[Material provided]
.....

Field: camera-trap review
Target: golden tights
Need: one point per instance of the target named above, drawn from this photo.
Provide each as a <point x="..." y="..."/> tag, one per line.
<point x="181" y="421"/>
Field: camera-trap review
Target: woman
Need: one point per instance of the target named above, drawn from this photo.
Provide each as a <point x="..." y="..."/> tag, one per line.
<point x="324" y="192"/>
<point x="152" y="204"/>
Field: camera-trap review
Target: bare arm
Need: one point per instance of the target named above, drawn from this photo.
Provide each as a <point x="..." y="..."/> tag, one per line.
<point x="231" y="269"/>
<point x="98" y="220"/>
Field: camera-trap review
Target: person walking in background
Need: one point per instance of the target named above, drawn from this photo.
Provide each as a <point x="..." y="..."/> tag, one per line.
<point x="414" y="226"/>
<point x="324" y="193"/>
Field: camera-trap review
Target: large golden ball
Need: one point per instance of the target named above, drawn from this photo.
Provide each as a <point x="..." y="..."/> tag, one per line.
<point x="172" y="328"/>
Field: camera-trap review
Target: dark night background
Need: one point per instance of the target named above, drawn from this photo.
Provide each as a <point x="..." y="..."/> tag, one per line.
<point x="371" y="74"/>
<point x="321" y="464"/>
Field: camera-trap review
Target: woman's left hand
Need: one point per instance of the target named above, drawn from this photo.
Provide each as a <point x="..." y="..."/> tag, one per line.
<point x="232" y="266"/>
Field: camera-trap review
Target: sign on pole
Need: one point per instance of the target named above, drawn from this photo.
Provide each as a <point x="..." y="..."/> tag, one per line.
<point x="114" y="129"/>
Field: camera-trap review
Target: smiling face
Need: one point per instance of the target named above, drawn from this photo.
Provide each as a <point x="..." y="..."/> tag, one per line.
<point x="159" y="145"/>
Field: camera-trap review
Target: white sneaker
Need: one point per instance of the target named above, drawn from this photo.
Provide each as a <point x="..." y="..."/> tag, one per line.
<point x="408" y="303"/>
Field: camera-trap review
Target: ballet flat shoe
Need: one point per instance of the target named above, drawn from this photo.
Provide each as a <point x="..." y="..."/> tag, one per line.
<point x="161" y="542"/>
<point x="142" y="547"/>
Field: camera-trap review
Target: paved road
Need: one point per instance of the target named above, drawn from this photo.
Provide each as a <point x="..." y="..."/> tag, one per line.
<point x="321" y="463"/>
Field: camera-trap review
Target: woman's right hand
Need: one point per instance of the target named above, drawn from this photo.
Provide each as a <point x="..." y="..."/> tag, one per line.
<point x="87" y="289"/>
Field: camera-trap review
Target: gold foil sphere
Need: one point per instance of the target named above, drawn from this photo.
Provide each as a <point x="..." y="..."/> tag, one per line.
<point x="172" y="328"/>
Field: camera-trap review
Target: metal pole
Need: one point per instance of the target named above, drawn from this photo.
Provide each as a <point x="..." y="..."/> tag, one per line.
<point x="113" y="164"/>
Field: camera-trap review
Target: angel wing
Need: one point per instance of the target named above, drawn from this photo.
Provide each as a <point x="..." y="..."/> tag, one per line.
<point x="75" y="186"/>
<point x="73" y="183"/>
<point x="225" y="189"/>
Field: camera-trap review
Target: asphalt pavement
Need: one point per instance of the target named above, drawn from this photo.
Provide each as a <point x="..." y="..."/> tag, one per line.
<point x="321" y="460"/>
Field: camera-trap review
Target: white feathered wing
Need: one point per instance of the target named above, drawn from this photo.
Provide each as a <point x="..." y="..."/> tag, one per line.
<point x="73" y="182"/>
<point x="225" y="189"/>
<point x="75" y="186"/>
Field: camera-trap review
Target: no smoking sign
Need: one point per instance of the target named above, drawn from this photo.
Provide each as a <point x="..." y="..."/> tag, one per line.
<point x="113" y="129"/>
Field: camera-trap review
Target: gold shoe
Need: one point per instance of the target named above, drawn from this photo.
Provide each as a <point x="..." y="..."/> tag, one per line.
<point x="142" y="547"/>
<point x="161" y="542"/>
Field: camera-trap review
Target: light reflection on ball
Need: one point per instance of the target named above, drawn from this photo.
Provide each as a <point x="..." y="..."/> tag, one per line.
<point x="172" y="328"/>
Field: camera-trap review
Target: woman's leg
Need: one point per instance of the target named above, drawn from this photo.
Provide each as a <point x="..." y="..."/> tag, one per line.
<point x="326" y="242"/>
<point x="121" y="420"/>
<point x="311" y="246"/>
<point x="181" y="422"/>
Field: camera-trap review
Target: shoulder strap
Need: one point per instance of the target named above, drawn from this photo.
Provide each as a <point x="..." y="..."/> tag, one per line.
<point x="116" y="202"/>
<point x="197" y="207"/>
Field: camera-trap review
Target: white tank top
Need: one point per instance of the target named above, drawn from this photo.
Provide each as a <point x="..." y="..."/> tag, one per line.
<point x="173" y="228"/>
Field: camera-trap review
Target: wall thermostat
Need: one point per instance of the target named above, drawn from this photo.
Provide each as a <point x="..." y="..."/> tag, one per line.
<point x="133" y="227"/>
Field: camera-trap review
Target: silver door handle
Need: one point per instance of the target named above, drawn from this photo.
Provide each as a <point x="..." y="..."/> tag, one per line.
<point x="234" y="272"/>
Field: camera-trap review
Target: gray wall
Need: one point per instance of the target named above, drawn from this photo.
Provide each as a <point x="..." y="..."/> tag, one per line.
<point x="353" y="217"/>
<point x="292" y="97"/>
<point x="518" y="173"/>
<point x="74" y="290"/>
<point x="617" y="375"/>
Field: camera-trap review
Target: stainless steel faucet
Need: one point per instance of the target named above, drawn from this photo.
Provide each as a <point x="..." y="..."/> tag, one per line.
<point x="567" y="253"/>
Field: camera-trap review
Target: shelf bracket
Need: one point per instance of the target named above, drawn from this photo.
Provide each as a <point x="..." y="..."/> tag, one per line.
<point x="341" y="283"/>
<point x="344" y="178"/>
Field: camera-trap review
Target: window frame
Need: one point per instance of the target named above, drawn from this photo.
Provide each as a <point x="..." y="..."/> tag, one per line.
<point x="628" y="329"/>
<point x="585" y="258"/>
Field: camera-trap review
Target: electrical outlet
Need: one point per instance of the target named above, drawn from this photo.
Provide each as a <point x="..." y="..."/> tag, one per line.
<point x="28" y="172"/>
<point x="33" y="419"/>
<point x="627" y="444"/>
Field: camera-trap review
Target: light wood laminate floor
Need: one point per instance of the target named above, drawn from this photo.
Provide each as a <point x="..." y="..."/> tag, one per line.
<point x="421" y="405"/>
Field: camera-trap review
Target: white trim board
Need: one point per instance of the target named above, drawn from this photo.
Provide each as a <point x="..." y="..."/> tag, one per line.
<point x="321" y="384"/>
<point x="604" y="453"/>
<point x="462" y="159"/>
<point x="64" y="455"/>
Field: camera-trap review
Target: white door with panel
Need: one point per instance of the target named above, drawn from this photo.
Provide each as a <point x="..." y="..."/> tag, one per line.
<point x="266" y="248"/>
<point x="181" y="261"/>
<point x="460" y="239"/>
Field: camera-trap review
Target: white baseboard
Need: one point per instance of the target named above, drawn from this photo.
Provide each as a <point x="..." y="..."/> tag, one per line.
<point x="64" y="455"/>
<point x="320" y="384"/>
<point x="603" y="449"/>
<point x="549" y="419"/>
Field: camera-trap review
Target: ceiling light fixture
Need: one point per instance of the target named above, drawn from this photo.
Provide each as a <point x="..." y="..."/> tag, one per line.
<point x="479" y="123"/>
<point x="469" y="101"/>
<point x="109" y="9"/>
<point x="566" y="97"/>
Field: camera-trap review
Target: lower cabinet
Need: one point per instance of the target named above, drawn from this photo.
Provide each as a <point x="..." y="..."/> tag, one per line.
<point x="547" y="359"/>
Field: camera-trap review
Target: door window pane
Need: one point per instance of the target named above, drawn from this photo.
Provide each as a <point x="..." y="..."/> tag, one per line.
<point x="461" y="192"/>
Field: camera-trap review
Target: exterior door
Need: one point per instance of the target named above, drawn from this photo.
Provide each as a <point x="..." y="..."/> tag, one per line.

.....

[Given task] Pull out each line above that contains the word "light" and copy those lines unchanged, in the order they appear.

[Final result]
Target: light reflection on ball
Target: light wood laminate floor
Target: ceiling light fixture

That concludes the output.